### [AUSGEWÄHLTER TEXT]
↓↓↓

Die Patchwork-Familie

Mein Mann und ich haben drei gemeinsame Kinder. Aus einer früheren Beziehung hat mein Mann einen Sohn, zu dem wir keinen Kontakt haben. Wir haben weder einen Ehevertrag noch eine erbrechtliche Regelung abgeschlossen. Wie kann ich sicherstellen, dass meine Kinder möglichst viel von meinem Nachlass erhalten, vor allem wenn ich vor meinem Mann versterben sollte?

Sie schildern Ihre Patchwork-Situation und den Wunsch, dass die vier Kinder am elterlichen Vermögen ausschliesslich entsprechend der jeweiligen Abstammung teilhaben. Nach Gesetz erben beim Vorversterben Ihres Mannes einerseits Sie und andererseits seine vier Nachkommen zur Hälfte. Vorab zur Erbteilung ist die güterrechtliche Auseinandersetzung zwischen den Ehegatten durchzuführen. Erst mit der Zuordnung der ehelichen Vermögenswerte zu den Gütermassen jedes Ehegatten wird geklärt, was davon überhaupt in den Nachlass fällt. Bei Ihrem Zweitversterben bilden Ihre drei Nachkommen (ohne den Stiefbruder) die Erbengemeinschaft.

↑↑↑

### [EXTRAHIERTE DATEN]
↓↓↓

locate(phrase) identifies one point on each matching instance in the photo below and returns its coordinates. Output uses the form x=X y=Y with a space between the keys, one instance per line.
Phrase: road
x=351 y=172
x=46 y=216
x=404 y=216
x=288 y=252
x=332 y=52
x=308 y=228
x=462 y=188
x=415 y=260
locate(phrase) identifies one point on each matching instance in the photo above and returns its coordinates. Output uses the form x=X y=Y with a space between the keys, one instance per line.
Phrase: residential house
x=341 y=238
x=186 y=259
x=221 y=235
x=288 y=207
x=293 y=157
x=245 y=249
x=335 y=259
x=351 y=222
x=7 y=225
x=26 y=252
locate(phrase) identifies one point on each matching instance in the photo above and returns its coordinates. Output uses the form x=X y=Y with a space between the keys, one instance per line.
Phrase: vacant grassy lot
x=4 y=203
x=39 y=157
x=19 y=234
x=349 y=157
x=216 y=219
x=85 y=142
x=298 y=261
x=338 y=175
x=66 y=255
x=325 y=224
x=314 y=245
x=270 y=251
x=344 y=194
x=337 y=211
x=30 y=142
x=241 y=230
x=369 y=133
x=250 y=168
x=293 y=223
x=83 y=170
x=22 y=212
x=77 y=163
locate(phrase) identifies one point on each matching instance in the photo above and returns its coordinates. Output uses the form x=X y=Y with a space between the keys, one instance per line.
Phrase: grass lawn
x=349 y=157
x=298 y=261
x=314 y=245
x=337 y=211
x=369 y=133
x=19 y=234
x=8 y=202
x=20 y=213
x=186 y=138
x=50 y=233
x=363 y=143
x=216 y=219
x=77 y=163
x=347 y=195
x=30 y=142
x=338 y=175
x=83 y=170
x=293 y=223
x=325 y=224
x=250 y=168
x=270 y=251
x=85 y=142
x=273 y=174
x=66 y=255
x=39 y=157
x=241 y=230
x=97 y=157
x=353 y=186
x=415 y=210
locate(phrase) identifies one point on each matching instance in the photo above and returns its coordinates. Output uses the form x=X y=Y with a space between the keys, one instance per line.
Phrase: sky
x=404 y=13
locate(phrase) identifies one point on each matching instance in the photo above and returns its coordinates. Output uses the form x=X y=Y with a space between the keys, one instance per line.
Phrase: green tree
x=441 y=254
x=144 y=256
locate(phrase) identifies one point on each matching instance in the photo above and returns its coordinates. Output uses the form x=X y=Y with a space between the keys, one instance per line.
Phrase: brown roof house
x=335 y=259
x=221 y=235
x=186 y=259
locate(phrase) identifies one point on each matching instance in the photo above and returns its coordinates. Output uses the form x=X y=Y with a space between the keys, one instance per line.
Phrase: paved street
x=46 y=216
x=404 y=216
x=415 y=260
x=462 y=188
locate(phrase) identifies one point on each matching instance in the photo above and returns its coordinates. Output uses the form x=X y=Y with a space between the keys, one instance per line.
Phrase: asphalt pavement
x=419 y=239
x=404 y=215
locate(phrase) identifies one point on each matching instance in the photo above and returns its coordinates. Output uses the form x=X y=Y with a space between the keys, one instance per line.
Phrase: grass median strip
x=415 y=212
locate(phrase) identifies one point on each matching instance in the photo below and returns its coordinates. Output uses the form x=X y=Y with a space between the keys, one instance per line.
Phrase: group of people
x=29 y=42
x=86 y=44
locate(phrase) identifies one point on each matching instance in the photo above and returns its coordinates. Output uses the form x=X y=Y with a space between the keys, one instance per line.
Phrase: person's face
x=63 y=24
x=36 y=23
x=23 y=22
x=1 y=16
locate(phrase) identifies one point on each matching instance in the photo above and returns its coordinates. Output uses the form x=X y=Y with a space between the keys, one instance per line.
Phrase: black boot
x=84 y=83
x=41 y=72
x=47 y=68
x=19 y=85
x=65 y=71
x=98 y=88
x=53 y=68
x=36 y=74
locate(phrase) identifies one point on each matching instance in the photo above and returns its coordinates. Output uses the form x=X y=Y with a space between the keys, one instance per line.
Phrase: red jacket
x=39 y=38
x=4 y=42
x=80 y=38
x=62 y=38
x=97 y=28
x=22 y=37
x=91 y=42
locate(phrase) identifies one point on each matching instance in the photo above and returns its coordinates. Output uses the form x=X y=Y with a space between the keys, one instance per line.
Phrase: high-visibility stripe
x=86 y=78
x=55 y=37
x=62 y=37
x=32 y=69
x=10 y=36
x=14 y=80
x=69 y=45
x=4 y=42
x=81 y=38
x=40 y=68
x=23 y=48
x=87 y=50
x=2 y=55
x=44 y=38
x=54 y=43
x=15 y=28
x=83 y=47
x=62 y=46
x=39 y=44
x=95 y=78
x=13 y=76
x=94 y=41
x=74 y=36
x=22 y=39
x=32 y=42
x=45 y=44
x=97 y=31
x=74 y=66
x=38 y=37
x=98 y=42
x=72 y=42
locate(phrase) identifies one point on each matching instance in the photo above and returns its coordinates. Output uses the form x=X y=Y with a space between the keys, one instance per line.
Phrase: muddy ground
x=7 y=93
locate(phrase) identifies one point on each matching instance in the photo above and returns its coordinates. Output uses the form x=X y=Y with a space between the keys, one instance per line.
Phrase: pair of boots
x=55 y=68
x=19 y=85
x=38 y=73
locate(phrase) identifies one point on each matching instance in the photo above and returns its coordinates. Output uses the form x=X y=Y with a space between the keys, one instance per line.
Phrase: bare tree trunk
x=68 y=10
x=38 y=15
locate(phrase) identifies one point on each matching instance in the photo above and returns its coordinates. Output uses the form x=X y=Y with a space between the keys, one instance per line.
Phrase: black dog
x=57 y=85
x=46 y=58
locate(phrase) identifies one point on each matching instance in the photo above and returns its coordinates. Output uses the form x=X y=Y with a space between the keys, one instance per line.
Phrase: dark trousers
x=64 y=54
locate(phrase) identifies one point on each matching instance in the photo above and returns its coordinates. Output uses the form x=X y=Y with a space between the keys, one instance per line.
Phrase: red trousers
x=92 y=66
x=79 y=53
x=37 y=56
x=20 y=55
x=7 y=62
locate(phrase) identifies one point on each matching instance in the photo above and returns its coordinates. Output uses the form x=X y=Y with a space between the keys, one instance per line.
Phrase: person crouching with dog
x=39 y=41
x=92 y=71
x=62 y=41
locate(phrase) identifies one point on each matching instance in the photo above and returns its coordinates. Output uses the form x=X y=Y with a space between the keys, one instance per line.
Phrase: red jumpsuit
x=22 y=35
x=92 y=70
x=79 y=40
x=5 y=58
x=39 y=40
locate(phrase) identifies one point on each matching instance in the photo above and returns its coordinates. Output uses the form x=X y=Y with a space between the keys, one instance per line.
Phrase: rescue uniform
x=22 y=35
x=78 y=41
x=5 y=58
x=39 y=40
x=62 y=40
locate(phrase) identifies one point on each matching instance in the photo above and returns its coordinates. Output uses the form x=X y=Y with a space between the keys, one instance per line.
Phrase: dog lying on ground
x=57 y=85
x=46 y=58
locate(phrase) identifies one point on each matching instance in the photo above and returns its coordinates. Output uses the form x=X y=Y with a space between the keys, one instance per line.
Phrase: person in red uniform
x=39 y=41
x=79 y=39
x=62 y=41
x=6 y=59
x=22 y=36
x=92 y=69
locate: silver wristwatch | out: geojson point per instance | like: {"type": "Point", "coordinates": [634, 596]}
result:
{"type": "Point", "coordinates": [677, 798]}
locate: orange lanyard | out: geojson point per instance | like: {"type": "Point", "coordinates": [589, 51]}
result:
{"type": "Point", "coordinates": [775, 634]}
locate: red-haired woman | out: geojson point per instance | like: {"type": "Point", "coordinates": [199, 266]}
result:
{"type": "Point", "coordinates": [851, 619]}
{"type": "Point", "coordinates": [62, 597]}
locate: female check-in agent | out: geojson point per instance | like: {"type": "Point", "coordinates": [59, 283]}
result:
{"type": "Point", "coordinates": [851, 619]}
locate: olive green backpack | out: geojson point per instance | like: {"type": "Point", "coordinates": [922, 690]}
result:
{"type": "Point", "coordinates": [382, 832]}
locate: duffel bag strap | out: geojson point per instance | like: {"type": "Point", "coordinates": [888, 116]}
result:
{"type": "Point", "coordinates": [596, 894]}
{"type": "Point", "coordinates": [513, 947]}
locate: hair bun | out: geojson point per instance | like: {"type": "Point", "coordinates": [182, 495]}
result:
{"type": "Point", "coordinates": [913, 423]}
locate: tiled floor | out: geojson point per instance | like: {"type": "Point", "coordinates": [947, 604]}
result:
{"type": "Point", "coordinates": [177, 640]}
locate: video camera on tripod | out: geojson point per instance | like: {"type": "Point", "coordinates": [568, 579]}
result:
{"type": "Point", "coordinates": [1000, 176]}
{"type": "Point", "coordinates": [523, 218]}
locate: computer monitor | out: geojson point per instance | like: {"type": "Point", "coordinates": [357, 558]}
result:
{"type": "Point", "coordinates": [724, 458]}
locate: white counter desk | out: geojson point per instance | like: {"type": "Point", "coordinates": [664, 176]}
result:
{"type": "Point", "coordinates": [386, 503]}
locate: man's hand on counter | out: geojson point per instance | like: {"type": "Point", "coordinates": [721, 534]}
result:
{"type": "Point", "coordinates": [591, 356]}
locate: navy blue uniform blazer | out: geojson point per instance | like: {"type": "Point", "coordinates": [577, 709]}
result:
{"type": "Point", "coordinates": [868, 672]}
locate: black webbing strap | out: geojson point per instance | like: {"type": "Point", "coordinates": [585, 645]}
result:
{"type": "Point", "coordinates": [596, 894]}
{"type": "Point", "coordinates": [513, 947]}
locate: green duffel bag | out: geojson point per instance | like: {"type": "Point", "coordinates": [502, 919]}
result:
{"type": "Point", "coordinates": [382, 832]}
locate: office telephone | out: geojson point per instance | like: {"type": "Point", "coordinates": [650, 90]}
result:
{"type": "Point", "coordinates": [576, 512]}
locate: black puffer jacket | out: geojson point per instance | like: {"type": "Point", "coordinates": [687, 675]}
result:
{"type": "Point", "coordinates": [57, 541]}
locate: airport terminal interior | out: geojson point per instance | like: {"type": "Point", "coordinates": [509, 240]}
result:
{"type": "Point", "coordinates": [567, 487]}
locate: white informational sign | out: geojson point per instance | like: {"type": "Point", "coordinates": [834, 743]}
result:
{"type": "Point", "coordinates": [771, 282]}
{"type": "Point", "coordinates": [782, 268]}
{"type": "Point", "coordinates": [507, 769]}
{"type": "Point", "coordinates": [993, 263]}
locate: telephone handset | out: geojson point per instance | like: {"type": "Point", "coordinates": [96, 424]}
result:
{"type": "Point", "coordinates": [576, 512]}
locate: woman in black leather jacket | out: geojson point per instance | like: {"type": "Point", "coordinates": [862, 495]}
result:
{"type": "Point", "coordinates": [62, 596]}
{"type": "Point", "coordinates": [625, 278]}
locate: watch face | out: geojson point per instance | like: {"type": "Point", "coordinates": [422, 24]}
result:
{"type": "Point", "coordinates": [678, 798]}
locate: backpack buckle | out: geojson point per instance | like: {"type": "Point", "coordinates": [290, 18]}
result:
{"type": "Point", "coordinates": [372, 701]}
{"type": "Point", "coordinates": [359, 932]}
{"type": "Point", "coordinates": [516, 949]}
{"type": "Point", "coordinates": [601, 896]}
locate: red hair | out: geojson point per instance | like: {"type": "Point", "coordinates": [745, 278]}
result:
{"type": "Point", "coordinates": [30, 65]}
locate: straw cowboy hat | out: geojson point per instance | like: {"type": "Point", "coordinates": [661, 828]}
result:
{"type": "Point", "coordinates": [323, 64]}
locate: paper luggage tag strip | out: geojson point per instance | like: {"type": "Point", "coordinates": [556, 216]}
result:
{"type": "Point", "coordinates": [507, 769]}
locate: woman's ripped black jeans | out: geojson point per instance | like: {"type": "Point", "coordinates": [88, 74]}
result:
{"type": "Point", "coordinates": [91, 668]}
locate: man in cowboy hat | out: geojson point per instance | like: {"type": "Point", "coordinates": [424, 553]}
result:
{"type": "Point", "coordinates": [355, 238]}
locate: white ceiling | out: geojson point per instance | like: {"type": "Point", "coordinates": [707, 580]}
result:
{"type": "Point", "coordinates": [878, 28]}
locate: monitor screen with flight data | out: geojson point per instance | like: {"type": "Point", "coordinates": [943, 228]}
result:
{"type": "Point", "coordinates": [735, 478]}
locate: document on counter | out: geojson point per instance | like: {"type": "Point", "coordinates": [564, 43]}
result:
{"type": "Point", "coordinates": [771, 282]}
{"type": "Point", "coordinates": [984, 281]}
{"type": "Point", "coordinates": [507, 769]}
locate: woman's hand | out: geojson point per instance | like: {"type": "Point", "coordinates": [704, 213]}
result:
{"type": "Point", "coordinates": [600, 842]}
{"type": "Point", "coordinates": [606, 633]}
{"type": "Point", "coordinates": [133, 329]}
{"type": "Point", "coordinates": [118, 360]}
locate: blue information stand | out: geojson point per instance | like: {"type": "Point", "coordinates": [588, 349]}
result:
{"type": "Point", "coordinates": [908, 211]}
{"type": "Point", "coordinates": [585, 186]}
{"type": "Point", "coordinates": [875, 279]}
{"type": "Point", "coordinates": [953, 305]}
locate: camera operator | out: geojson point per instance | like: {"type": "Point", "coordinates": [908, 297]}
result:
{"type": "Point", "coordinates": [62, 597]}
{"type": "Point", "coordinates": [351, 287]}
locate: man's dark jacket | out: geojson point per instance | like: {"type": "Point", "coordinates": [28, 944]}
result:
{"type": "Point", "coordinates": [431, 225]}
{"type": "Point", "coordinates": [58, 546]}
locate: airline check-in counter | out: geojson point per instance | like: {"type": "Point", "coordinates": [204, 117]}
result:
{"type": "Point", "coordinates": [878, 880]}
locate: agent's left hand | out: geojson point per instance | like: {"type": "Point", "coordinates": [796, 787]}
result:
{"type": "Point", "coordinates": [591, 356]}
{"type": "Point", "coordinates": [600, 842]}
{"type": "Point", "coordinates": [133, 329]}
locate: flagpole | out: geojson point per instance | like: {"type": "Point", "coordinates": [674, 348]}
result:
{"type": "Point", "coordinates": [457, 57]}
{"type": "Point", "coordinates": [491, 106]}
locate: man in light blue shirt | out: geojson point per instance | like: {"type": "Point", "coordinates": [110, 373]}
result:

↑↑↑

### [AUFGABENÜBERSICHT]
**1.** Was ist laut dem Text über die Patchwork-Familie vor der Erbteilung durchzuführen?
**2.** Gib den Abschnitt aus dem Text über die Patchwork-Familie wortgetreu wieder, beginnend bei „Mein Mann und“ und endend bei „Mann versterben sollte?“.
Die Daten werden für die Bearbeitung nicht benötigt.

### [ERGEBNISSE JE AUFGABE]
**1.** Die güterrechtliche Auseinandersetzung zwischen den Ehegatten.

**2.**
Mein Mann und ich haben drei gemeinsame Kinder. Aus einer früheren Beziehung hat mein Mann einen Sohn, zu dem wir keinen Kontakt haben. Wir haben weder einen Ehevertrag noch eine erbrechtliche Regelung abgeschlossen. Wie kann ich sicherstellen, dass meine Kinder möglichst viel von meinem Nachlass erhalten, vor allem wenn ich vor meinem Mann versterben sollte?